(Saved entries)
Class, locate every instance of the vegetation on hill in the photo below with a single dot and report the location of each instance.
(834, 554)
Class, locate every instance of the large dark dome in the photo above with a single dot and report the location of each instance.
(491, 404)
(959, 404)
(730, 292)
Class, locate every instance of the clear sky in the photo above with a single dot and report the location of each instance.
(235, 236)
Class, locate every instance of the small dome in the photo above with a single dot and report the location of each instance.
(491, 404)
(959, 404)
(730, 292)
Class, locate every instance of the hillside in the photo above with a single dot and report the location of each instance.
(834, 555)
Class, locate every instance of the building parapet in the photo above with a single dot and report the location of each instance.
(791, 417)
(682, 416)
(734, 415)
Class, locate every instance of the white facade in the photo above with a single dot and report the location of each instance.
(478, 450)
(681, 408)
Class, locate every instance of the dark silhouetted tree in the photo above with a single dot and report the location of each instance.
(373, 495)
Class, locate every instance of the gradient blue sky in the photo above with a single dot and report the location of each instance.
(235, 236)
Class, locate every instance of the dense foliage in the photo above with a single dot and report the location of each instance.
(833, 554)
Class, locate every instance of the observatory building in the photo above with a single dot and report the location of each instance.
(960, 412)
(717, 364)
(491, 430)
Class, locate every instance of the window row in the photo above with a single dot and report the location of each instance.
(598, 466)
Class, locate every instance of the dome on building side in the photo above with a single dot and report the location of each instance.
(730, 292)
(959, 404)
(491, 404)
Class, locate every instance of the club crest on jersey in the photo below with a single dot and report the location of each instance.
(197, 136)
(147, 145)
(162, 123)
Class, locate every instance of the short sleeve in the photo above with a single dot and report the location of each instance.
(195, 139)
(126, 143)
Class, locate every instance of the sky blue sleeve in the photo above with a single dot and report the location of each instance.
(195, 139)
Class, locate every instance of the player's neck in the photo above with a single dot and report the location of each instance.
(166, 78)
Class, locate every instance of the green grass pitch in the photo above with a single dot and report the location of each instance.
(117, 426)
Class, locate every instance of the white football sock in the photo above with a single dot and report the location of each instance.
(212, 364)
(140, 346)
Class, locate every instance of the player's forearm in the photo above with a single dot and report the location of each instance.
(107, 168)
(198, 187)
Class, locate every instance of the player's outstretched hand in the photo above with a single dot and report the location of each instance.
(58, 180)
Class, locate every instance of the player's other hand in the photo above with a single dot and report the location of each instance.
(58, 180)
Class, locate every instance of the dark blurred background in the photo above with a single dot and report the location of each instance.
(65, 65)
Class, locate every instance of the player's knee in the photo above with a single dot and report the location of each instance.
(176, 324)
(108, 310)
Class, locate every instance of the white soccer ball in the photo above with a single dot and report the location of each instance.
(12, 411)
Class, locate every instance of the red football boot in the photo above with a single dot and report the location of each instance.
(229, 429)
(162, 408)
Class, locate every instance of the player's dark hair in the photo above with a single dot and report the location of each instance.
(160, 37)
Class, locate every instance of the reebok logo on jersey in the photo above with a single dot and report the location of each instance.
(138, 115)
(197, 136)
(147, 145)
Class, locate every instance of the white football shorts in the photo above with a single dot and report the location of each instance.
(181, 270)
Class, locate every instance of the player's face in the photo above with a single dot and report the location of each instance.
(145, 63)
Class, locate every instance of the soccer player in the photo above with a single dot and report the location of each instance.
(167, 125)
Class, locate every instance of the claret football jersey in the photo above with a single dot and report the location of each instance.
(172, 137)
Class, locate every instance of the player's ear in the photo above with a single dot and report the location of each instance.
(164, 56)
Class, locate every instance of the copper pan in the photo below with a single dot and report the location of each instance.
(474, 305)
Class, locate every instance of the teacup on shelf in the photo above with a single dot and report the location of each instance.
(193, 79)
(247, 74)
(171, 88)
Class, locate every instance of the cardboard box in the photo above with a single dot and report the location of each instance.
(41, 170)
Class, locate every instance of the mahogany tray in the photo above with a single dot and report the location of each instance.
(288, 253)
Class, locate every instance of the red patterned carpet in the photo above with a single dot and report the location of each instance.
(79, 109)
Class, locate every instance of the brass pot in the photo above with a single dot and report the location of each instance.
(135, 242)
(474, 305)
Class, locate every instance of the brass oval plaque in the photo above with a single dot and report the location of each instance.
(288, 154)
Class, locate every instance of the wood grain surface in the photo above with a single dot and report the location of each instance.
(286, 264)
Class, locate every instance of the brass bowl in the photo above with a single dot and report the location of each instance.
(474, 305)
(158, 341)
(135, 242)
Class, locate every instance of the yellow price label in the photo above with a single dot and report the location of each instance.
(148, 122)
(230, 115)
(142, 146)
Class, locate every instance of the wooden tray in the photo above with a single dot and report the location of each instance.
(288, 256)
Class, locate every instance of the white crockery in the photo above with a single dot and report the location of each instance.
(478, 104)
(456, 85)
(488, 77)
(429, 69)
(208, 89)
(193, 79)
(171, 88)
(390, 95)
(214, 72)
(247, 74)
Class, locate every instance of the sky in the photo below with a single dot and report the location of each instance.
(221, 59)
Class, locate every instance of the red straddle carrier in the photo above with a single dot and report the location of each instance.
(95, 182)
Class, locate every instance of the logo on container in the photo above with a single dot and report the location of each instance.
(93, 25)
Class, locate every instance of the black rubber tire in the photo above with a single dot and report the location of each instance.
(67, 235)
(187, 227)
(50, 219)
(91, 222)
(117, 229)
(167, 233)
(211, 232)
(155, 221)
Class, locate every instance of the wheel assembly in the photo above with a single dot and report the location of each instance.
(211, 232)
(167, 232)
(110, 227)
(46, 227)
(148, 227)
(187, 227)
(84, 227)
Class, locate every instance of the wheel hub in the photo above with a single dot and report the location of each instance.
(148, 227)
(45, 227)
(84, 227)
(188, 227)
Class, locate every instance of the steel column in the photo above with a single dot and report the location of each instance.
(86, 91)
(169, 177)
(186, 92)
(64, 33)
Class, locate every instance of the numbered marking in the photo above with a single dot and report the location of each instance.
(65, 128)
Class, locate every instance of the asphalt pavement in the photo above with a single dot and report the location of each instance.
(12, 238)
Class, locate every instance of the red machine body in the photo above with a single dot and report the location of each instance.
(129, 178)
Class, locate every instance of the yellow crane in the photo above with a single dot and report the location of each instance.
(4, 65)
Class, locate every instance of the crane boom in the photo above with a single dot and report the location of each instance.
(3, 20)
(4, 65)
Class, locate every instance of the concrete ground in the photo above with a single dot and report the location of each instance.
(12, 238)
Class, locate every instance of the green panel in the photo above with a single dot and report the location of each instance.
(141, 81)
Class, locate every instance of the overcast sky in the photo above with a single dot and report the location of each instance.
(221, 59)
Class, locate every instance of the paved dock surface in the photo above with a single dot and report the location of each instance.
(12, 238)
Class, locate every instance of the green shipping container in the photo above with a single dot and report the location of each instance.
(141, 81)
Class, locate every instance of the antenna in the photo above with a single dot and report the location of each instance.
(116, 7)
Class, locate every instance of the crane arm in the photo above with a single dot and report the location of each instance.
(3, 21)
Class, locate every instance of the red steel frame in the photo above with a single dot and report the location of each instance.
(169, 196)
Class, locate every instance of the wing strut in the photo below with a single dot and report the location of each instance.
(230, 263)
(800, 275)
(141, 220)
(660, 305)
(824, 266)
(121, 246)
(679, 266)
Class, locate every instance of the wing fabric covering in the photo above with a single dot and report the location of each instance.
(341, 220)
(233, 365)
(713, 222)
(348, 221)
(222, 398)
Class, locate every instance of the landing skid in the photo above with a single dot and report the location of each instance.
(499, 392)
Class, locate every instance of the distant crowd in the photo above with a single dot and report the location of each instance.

Assignment
Word for word, copy out the records.

Result of the exercise
Class, locate every instance of the vegetation on hill in the photo below with a single dot and report the location of each instance.
(834, 554)
Class, locate every instance of the large dark dome in the photo above with a single dot and report the location of each instance.
(491, 404)
(959, 404)
(730, 292)
Class, locate every instance of the clear sky in the photo above with a single dot and report the location of each instance.
(235, 236)
Class, locate every instance of the small dome in the photo above with a single dot and report the location of each instance.
(491, 404)
(959, 404)
(730, 292)
Class, locate every instance of the hillside in the photo above with a single dot and report the location of each instance.
(834, 555)
Class, locate every instance of the building parapet in the photo above with a single dot and report the location of each instance.
(791, 417)
(682, 416)
(734, 415)
Class, locate every instance of the white facade in the photo above with a single dot and report the location of each instance.
(478, 450)
(681, 408)
Class, locate every instance of the dark silhouetted tree in the photo above with a single dot and report the location of each instance.
(373, 495)
Class, locate every instance of the gradient blue sky in the photo above with a single dot and report the location of each instance.
(235, 236)
Class, locate every instance of the dense foliage in the photo above with a single dot and report the location of each instance.
(833, 554)
Class, locate every instance of the observatory building in the photo above with a single dot and report the location of each instance.
(960, 412)
(717, 364)
(491, 430)
Class, locate every instance of the window row in the photo above with a single dot and report the location of each instance.
(598, 466)
Class, locate every instance of the dome on building side in the photo above with a single dot and report the location of each instance.
(730, 292)
(959, 404)
(491, 404)
Class, locate every instance of the club crest on jersey in the photo below with a single dot and report the location of each instance.
(197, 136)
(147, 145)
(162, 123)
Class, locate every instance of the short sleeve in the photo above with a single dot and report the location of each instance.
(195, 139)
(126, 143)
Class, locate every instance of the sky blue sleeve in the photo above with a single dot and report the location of each instance.
(195, 139)
Class, locate every instance of the player's neck in the photo above with a single dot and report the location of each instance.
(166, 78)
Class, locate every instance of the green grass pitch in the photo above with a single dot and report the location of each instance.
(117, 426)
Class, locate every instance of the white football sock in the photo above with a single dot and report the location of each instance.
(212, 364)
(140, 346)
Class, locate every instance of the player's forearm in the photo above with a single dot and report the location of each instance.
(107, 168)
(198, 187)
Class, locate every instance of the player's outstretched hand in the photo above with a single dot and report the location of each instance.
(58, 180)
Class, locate every instance of the player's other hand in the photo above with a single dot and report the location of each instance.
(58, 180)
Class, locate every instance of the dark blurred background in the photo above with a single dot and report the location of each instance.
(65, 65)
Class, locate every instance of the player's knee in the photo above with a single dot and report the location of each instance.
(176, 324)
(108, 310)
Class, locate every instance of the white soccer ball in the photo above with a single dot and report the location of each instance.
(12, 411)
Class, locate every instance of the red football boot in the photo above with a single dot and report the location of each instance.
(229, 429)
(162, 408)
Class, locate every instance of the player's dark hair in the photo above with a single dot and report the location of each instance.
(160, 37)
Class, locate every instance of the reebok logo on jersey in the photo above with a single dot and report the location of each instance.
(138, 115)
(197, 136)
(147, 145)
Class, locate every instance of the white football shorts in the photo above with a single dot and report the location of each instance.
(181, 270)
Class, locate every instance of the player's face in the photo above with a single dot and report the location of each instance.
(145, 63)
Class, locate every instance of the soccer player in the photo above with a single dot and report the location of each instance.
(167, 125)
Class, locate every instance of the claret football jersey in the photo above with a single dot and report the location of each instance.
(172, 137)
Class, locate every instance of the player's ear in the photo above with a single dot and report the location of each instance.
(164, 56)
Class, locate every instance of the copper pan in the photo below with a single dot and report the location of each instance.
(474, 305)
Class, locate every instance of the teacup on shelf in the photo above with a single dot and report the location of each instance.
(193, 79)
(247, 74)
(171, 88)
Class, locate every instance of the cardboard box in the photo above with a single dot and report the location of each instance.
(41, 170)
Class, locate every instance of the mahogany tray in the photo above with a single dot and report the location of each instance.
(288, 253)
Class, locate every instance of the red patterned carpet in the photo above with a single dot and report the location of each instance.
(79, 109)
Class, locate every instance of the brass pot in the photo above with a single dot and report the location of each instance.
(135, 242)
(474, 305)
Class, locate every instance of the brass oval plaque in the photo above with a single dot and report the location of each instance.
(288, 154)
Class, locate every instance of the wood grain surface in the photo above with a single dot and report the location of each instance.
(286, 264)
Class, locate every instance of the brass bowl in the photo above with a single dot and report the location of each instance.
(474, 305)
(158, 341)
(135, 242)
Class, locate every instance of the yellow price label in the photo above with a single dot and report the location of each instance.
(148, 122)
(230, 115)
(142, 146)
Class, locate every instance of the wooden tray in the photo above with a single dot and report the location of each instance.
(288, 256)
Class, locate every instance of the white crockery in the photo above with a single dot and report the location of each instance.
(478, 104)
(456, 85)
(488, 77)
(429, 69)
(208, 89)
(193, 79)
(171, 88)
(390, 95)
(214, 72)
(247, 74)
Class, locate every instance of the sky in the photo below with a single dot and report the location of each instance.
(221, 59)
Class, locate every instance of the red straddle carrier in the photo above with a single dot and report the location of each instance.
(95, 182)
Class, locate every instance of the logo on container in the photo above with a single dot and report the location of each instance.
(93, 25)
Class, locate every instance of the black rubber tire in the photo above with a single dot and report the location of each instance.
(67, 235)
(187, 227)
(50, 219)
(91, 222)
(117, 229)
(167, 233)
(211, 232)
(155, 221)
Class, locate every instance of the wheel assembly in the photo above with a single dot and report the location of each instance.
(211, 232)
(167, 232)
(110, 227)
(46, 227)
(148, 227)
(187, 227)
(84, 227)
Class, locate every instance of the wheel hub in the photo above with a single dot and report the location of each instance.
(148, 227)
(45, 227)
(84, 227)
(188, 227)
Class, locate every instance of the steel column in the photo above with a single dot and report the location of each instance.
(86, 91)
(169, 177)
(186, 92)
(64, 33)
Class, locate every instance of the numbered marking in the photo above with a single dot and report the location of each instance.
(65, 128)
Class, locate every instance of the asphalt pavement in the photo above with a single dot and report the location of each instance.
(12, 238)
Class, locate every instance of the red machine body in the photo above with a single dot and report the location of each instance.
(129, 178)
Class, locate every instance of the yellow crane in the photo above with a single dot and report the location of each instance.
(4, 65)
Class, locate every instance of the crane boom in the photo above with a single dot and report the location of each instance.
(3, 20)
(4, 65)
Class, locate every instance of the concrete ground in the photo above with a single dot and report the location of each instance.
(12, 238)
Class, locate every instance of the green panel in the photo above with a single dot and report the location of each instance.
(141, 81)
Class, locate every instance of the overcast sky in the photo above with a single dot and report the location of each instance.
(221, 59)
Class, locate every instance of the paved dock surface in the photo above with a single dot and report the location of each instance.
(12, 238)
Class, locate every instance of the green shipping container in the photo above with a single dot and report the location of each instance.
(141, 81)
Class, locate every instance of the antenna in the photo above with a single dot and report the location of each instance.
(116, 7)
Class, locate every instance of the crane arm in the photo above with a single dot and report the location of each instance.
(3, 21)
Class, locate every instance of the red steel frame in the photo above with a single dot and report the location of each instance.
(169, 196)
Class, locate every instance of the wing strut in the photo below with a single dot and report the location of each instance.
(230, 263)
(800, 275)
(141, 220)
(660, 305)
(824, 266)
(121, 246)
(679, 266)
Class, locate every instance of the wing fabric covering in the photo above with a single dot and report the location of each instance.
(341, 220)
(233, 365)
(713, 222)
(348, 221)
(222, 398)
Class, locate every instance of the landing skid in the photo above with a single dot and report the location of each instance.
(499, 392)
Class, locate every instance of the distant crowd in the photo above with a single dot and report the location of each instance.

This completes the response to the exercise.